▶ Kutipan Bacaan
◇ ◇ ◇

Beban ekonomi subsidi energi
(bahan bakar minyak, gas alam, batubara, dan listrik) pada perekonomian
Indonesia sudah terasa semakin berat. Beban tersebut terasa pada
pengeluaran anggaran negara dan neraca pembayaran luar negeri ataupun
pada gangguannya terhadap pertumbuhan ekonomi serta pemerataan pendapatan
masyarakat dan masalah lingkungan.
Untuk meniadakan beban yang
tidak perlu itu, pemerintah perlu segera mengurangi subsidi atas energi
secara bertahap dan menetapkan jadwal waktu untuk sama sekali
meniadakannya. Di negara berkembang seperti Indonesia, subsidi harga
energi yang dinikmati oleh konsumen terjadi karena harga jualnya lebih
rendah daripada ongkos produksi ataupun biaya perolehannya. Dalam istilah
ekonomi, subsidi kepada konsumen seperti itu disebut pre-tax subsidies.
Negara maju memberikan subsidi
pajak (tax subsidies) kepada
konsumen karena pajak belum mencakup dampak eksternalitas konsumsi
energi, seperti dampak negatif emisi gas CO2 dan SO2 pada lingkungan
hidup yang mengganggu kesehatan. Penjumlahan dari kedua jenis subsidi
yang diberikan kepada konsumen itu disebut sebagai post-tax subsidies. Di lain pihak, produsen juga mendapatkan
subsidi yang disebut sebagai producer
subsidies untuk menutup kerugian keuangannya akibat dari
inefisiensinya sendiri.

◇ ◇ ◇

▶ Tujuan Latihan
Salin bagian kutipan tentang subsidi energi di atas tanpa perubahan, dimulai dari "Negara maju memberikan" dan berakhir pada "inefisiensinya sendiri.".

◇ ◇ ◇

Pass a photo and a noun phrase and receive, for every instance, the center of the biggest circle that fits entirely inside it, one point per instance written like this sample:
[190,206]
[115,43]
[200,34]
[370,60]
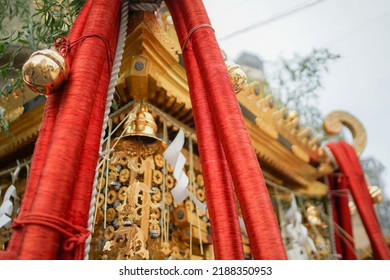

◇ ◇ ◇

▶ Jawaban Tertulis
Negara maju memberikan subsidi
pajak (tax subsidies) kepada
konsumen karena pajak belum mencakup dampak eksternalitas konsumsi
energi, seperti dampak negatif emisi gas CO2 dan SO2 pada lingkungan
hidup yang mengganggu kesehatan. Penjumlahan dari kedua jenis subsidi
yang diberikan kepada konsumen itu disebut sebagai post-tax subsidies. Di lain pihak, produsen juga mendapatkan
subsidi yang disebut sebagai producer
subsidies untuk menutup kerugian keuangannya akibat dari
inefisiensinya sendiri.